▶ **Passage given**

════════════════════

Gibson Desert - The crossing is completed! Now the Gary Hwy to Veevers Crater & Whau Whau well

Wednesday, Jun 16, 2010 at 00:00


Whau Whau WellGibson Desert

A bright sunny morning greeted us this morning. I’m pretty sure that most were feeling a bit tired after a few big days of rough travel and high drama. It wasn’t to end there either! Having finished breakfast, I was in the midst of doing my usual walk around and pre-departure inspection when I noticed a slight issue with the trailer springs. I say “slight” but it had very nearly caused some serious grief and certainly would have it had remained undetected. In brief, the front spring clamps on the right hand spring had broken, allowing the rebound assisters to drop off. This also meant that there was nothing in place to maintain leaf collation so the leaves had begun to twist outwards. The levering action had twisted the rear clamp out of whack to the point where it too was beginning to break along the bottom angle. Even more of an issue is that the shortest spring had twisted towards the tire and had worn a groove a couple of millimetres deep on the inside wall of the Cepeks. Phew, talk about lucky. Thankfully the groove was in the thickest part of the sidewall.

════════════════════

▶ **Requirement 1**
Which four place names appear in the title line of the desert-crossing post?
The entries below have no connection to the desert-crossing post.

▶ **Input**
════════════════════

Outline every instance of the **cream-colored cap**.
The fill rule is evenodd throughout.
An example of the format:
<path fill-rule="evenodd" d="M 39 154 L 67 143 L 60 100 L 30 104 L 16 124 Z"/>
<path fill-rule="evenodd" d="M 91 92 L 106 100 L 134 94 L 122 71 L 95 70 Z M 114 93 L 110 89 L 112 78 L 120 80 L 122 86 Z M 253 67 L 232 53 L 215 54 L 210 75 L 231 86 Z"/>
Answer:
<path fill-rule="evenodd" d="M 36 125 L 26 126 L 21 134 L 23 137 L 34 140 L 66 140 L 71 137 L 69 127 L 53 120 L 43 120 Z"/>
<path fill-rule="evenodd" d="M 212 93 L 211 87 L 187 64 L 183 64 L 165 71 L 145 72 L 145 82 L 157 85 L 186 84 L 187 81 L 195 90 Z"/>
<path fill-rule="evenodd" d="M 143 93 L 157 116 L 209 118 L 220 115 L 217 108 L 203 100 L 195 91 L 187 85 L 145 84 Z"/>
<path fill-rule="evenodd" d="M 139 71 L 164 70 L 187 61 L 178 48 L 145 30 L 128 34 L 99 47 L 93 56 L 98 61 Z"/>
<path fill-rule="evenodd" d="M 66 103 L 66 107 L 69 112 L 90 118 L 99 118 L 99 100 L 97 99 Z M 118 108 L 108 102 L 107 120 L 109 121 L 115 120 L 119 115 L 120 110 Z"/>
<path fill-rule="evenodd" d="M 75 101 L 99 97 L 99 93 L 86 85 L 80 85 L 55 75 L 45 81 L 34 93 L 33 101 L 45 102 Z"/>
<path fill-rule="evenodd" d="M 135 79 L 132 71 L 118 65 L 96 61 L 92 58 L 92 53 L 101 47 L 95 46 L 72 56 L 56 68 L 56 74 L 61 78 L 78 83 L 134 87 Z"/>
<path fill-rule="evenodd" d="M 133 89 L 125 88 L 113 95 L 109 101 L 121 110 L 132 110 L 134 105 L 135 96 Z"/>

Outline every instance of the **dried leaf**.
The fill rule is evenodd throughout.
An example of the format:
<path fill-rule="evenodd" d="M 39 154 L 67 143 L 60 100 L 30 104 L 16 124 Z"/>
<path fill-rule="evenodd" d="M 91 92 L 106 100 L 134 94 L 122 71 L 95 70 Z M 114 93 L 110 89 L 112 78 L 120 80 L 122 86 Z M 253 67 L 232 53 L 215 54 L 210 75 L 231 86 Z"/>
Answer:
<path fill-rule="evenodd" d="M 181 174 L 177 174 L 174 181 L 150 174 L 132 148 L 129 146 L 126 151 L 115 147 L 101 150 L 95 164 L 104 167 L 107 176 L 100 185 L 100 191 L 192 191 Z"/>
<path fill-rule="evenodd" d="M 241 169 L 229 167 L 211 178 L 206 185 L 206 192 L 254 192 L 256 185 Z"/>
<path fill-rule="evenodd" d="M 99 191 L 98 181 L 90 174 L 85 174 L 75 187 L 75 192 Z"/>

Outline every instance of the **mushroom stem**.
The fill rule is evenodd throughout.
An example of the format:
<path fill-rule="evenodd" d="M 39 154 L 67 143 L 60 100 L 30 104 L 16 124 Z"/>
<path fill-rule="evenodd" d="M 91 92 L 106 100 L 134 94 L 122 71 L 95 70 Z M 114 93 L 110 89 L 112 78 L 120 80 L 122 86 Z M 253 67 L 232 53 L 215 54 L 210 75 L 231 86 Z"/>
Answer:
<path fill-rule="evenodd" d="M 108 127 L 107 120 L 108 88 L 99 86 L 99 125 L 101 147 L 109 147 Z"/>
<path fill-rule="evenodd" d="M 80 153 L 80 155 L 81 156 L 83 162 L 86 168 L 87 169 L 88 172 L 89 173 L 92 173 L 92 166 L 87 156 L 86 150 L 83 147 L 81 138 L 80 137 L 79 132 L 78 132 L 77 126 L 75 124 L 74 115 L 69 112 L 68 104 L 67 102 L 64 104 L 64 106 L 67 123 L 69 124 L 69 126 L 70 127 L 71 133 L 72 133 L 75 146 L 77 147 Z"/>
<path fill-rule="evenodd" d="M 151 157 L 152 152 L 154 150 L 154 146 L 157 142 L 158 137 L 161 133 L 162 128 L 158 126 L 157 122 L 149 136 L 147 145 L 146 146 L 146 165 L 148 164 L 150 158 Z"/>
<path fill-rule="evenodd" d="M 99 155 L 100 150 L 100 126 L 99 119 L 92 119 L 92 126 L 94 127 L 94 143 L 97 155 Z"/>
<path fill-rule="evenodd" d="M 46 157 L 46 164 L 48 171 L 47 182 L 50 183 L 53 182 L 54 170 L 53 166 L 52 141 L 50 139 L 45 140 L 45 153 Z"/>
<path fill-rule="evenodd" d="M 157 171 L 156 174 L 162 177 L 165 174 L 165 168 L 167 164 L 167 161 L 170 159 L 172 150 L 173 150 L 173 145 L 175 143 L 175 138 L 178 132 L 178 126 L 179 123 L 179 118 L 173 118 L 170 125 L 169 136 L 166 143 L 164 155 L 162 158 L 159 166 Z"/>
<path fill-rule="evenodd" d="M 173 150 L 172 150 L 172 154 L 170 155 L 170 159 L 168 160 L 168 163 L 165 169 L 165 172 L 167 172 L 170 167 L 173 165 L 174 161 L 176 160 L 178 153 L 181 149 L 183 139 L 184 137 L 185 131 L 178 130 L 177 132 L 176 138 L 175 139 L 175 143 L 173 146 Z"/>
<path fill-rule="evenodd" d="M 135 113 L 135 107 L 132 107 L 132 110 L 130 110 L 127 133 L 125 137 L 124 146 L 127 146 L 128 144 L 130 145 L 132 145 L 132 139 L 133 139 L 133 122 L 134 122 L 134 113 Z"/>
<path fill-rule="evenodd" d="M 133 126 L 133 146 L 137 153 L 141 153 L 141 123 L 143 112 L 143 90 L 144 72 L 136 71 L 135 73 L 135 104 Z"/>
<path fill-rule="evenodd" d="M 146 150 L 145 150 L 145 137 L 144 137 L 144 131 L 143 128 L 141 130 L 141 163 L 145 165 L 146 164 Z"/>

════════════════════

▶ **Requirement 2**
Can you reproduce, line for line and unchanged, the stretch of the entries from the line containing "Outline every instance of the **mushroom" through the line containing "46 157 L 46"?

▶ **Written answer 1**
Gibson Desert, Gary Hwy, Veevers Crater, Whau Whau well

▶ **Written answer 2**
Outline every instance of the **mushroom stem**.
The fill rule is evenodd throughout.
An example of the format:
<path fill-rule="evenodd" d="M 39 154 L 67 143 L 60 100 L 30 104 L 16 124 Z"/>
<path fill-rule="evenodd" d="M 91 92 L 106 100 L 134 94 L 122 71 L 95 70 Z M 114 93 L 110 89 L 112 78 L 120 80 L 122 86 Z M 253 67 L 232 53 L 215 54 L 210 75 L 231 86 Z"/>
Answer:
<path fill-rule="evenodd" d="M 108 127 L 107 120 L 108 88 L 99 86 L 99 125 L 101 147 L 109 147 Z"/>
<path fill-rule="evenodd" d="M 80 153 L 80 155 L 81 156 L 83 162 L 86 168 L 87 169 L 88 172 L 89 173 L 92 173 L 92 166 L 87 156 L 86 150 L 83 147 L 81 138 L 80 137 L 79 132 L 78 132 L 77 126 L 75 124 L 74 115 L 69 112 L 68 104 L 67 102 L 64 104 L 64 106 L 67 123 L 69 124 L 69 126 L 70 127 L 71 133 L 72 133 L 75 146 L 77 147 Z"/>
<path fill-rule="evenodd" d="M 151 157 L 152 152 L 154 150 L 154 146 L 157 142 L 158 137 L 161 133 L 162 128 L 158 126 L 157 122 L 149 136 L 147 145 L 146 146 L 146 165 L 148 164 L 150 158 Z"/>
<path fill-rule="evenodd" d="M 99 155 L 100 150 L 100 126 L 99 119 L 92 119 L 92 126 L 94 127 L 94 143 L 97 155 Z"/>
<path fill-rule="evenodd" d="M 46 157 L 46 164 L 48 171 L 47 182 L 50 183 L 53 182 L 54 170 L 53 166 L 52 141 L 50 139 L 45 140 L 45 153 Z"/>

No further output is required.